__The problem__. Locate every line in the entries below that contains the word "note", and copy each of those lines.

__Available data__.
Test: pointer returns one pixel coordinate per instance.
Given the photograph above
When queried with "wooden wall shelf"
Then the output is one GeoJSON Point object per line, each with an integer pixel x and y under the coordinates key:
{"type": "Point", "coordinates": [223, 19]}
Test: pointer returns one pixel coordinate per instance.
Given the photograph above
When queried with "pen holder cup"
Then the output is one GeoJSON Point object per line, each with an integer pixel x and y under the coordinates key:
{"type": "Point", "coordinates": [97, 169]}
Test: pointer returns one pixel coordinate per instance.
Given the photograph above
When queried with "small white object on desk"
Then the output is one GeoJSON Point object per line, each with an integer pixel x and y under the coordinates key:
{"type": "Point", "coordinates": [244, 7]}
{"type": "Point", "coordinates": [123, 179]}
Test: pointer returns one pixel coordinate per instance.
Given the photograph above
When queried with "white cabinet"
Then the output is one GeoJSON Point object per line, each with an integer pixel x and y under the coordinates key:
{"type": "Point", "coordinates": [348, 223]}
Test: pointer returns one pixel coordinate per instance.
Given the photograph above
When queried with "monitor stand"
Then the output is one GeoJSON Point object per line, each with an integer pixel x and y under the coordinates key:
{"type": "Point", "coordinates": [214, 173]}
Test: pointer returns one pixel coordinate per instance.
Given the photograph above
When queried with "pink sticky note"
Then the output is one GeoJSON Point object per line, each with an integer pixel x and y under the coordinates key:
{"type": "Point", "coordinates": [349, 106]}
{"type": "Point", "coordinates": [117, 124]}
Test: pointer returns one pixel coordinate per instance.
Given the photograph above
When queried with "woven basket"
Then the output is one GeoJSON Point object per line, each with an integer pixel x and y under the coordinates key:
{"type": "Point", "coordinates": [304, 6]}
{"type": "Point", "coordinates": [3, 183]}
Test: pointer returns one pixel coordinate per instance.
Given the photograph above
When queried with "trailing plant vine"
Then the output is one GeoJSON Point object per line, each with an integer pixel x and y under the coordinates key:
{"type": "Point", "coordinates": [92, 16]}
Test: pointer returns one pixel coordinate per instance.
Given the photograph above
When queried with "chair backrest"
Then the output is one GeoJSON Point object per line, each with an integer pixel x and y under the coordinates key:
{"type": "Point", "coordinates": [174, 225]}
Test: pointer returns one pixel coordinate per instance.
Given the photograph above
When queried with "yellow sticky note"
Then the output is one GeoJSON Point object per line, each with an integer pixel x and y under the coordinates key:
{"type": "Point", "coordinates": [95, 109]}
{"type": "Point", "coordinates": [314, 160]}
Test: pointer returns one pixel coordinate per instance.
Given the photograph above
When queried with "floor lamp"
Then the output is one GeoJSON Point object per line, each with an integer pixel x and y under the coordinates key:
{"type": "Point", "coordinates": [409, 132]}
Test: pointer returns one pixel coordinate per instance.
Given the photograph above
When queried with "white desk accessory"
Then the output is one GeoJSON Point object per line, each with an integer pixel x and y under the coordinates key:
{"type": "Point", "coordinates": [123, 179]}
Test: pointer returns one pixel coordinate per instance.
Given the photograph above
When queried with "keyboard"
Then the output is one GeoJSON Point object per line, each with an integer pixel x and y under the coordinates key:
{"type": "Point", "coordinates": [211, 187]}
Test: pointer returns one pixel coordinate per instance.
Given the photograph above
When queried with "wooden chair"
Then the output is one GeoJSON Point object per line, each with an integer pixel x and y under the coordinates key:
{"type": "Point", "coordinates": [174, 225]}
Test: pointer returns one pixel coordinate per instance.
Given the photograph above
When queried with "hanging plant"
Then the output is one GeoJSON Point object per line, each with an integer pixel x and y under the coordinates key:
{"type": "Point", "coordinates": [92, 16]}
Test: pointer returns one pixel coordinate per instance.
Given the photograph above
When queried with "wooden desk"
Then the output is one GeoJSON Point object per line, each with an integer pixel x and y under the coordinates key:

__Expected answer__.
When queried with "pink sticky note"
When queried with "yellow sticky note"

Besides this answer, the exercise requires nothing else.